* PROVIDED MATERIAL
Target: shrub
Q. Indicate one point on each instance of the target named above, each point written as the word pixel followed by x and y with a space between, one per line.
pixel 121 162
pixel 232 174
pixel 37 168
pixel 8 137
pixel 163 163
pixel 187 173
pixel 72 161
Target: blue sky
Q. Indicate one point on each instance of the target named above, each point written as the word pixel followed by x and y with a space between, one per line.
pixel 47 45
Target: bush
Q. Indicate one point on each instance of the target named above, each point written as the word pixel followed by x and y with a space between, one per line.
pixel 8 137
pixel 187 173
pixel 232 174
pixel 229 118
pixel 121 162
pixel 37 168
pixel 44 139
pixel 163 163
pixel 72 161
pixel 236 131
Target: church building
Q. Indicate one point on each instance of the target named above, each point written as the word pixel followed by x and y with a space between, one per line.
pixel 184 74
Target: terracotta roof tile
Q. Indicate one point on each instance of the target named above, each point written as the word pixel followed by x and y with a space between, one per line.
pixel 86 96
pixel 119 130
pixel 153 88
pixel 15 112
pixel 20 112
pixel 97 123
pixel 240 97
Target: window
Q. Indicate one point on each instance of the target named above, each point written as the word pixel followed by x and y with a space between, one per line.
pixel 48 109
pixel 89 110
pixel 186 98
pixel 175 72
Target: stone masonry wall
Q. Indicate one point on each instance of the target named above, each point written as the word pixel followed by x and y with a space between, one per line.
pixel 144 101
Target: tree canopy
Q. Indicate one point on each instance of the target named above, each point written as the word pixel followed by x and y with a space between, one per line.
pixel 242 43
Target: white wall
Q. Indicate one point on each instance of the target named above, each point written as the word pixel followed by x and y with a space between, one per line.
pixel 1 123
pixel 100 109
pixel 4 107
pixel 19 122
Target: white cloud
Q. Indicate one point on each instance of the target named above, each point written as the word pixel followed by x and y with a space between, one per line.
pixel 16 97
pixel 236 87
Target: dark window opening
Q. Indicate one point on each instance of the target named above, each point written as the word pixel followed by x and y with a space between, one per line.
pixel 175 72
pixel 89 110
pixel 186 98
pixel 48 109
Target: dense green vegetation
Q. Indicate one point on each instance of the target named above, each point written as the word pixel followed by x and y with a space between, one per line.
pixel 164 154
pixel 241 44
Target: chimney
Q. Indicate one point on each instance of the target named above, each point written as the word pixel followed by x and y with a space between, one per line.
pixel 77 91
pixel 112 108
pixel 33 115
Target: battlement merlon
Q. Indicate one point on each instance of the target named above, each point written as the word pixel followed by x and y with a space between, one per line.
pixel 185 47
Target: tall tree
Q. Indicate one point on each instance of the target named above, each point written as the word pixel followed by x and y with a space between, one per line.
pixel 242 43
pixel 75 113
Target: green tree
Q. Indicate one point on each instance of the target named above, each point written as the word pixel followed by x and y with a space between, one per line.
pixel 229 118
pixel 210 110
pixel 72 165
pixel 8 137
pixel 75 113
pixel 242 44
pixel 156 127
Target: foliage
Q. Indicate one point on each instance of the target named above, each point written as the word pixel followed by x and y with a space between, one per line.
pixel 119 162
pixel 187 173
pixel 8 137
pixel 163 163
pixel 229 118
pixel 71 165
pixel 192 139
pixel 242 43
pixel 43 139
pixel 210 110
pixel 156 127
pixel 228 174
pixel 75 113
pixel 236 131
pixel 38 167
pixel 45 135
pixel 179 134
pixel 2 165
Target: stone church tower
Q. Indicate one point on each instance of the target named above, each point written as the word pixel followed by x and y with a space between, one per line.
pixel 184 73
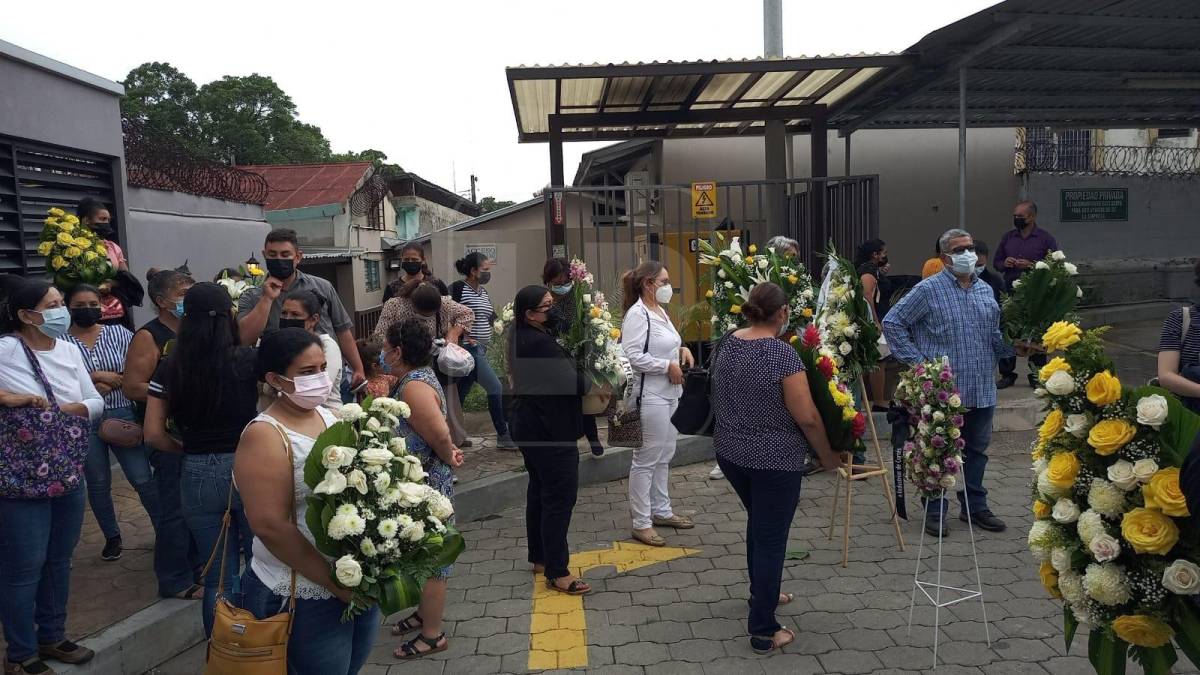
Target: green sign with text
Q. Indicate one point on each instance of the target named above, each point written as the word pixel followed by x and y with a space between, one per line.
pixel 1099 204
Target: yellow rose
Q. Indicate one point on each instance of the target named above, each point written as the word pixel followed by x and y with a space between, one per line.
pixel 1050 579
pixel 1149 531
pixel 1143 631
pixel 1062 470
pixel 1061 335
pixel 1103 388
pixel 1051 425
pixel 1054 366
pixel 1110 435
pixel 1164 494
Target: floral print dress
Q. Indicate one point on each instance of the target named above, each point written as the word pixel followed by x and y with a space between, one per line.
pixel 439 476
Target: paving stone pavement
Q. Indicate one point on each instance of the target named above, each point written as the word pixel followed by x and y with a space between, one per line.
pixel 688 615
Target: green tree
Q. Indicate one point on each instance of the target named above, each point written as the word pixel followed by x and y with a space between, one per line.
pixel 489 204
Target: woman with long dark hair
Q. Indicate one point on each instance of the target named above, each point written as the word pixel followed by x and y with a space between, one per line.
pixel 47 400
pixel 547 420
pixel 207 387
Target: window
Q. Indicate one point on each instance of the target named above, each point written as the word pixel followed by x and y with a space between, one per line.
pixel 371 273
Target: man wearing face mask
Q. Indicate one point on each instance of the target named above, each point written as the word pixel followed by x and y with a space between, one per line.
pixel 258 309
pixel 953 314
pixel 1019 250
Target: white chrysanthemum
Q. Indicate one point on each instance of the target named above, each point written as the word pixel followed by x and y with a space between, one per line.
pixel 1107 584
pixel 1107 497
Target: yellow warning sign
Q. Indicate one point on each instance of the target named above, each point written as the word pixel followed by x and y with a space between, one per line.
pixel 703 199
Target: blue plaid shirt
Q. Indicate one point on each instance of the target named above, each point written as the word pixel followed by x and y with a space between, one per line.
pixel 939 317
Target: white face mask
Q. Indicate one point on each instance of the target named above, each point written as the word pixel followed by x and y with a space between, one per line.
pixel 664 294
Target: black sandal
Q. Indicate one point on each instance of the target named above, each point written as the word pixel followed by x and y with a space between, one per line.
pixel 408 650
pixel 407 626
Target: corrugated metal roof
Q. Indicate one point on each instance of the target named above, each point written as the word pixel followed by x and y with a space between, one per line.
pixel 295 186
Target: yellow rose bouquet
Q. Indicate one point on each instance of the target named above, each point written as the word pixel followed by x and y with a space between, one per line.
pixel 73 252
pixel 1111 530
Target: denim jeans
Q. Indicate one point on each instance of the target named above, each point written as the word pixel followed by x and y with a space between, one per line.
pixel 204 489
pixel 769 497
pixel 37 538
pixel 977 435
pixel 486 377
pixel 99 473
pixel 321 644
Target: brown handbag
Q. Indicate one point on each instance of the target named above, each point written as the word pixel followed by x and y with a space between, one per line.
pixel 241 644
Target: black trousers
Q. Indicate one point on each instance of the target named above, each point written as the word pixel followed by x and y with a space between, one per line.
pixel 553 487
pixel 769 499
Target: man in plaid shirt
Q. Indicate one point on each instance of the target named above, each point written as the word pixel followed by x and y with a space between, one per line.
pixel 954 314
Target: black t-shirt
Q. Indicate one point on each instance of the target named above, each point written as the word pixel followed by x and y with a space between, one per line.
pixel 237 405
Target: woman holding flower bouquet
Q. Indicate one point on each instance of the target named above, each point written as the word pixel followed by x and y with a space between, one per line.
pixel 766 424
pixel 655 351
pixel 274 496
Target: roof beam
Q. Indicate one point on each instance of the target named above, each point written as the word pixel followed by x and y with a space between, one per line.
pixel 1098 21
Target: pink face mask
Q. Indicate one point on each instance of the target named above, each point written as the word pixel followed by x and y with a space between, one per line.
pixel 311 390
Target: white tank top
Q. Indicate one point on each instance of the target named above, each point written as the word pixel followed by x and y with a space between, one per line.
pixel 271 571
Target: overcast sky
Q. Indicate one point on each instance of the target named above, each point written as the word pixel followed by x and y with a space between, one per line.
pixel 424 81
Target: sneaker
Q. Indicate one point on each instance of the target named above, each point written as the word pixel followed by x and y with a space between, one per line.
pixel 112 549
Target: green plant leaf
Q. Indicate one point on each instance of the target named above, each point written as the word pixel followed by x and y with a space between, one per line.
pixel 1107 652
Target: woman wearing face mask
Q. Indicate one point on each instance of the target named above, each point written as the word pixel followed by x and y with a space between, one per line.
pixel 407 356
pixel 301 309
pixel 657 353
pixel 546 424
pixel 477 272
pixel 208 388
pixel 47 400
pixel 103 348
pixel 271 485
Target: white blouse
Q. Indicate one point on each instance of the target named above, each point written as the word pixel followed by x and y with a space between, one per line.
pixel 652 359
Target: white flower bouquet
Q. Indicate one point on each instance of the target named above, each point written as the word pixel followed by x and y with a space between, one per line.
pixel 371 511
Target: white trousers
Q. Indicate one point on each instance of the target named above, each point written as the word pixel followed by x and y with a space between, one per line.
pixel 649 475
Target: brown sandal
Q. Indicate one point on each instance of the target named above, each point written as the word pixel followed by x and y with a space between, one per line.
pixel 409 650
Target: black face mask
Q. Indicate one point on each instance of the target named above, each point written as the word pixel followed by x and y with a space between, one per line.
pixel 281 268
pixel 85 317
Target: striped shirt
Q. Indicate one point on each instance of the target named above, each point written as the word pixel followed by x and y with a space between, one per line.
pixel 107 354
pixel 481 304
pixel 940 318
pixel 1173 329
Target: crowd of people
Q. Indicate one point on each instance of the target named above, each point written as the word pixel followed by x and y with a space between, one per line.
pixel 213 406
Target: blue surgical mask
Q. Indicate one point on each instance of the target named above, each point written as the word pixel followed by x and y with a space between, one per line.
pixel 55 322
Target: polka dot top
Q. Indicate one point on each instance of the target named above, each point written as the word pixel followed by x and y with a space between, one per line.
pixel 754 428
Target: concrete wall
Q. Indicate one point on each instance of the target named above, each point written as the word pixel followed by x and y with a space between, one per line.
pixel 167 228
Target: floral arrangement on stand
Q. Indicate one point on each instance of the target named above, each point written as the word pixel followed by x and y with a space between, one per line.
pixel 845 320
pixel 845 424
pixel 1111 529
pixel 736 274
pixel 933 455
pixel 1041 297
pixel 372 512
pixel 73 252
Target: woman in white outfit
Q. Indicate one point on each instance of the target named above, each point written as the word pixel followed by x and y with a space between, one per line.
pixel 658 357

* EXERCISE REQUIREMENTS
Render the lines of the entries above, from the line that contains "Target: stone church tower" through the line that contains "pixel 1099 204", inclusive, as a Markdown table with a column named "Row" for the row number and a column named "Text" for the line. Leave out blank lines and pictures.

* TASK SOLUTION
| Row | Text |
|---|---|
| 1 | Target: stone church tower |
| 2 | Q. Indicate one point on each instance of the target named above, each point written as the word pixel followed by x and y with a space between, one per line. |
| 3 | pixel 184 73 |
| 4 | Target: green sign with text |
| 5 | Q. Indicate one point on each instance of the target named above, each point written as the word pixel followed by x and y with a space between, one per line. |
| 6 | pixel 1099 204 |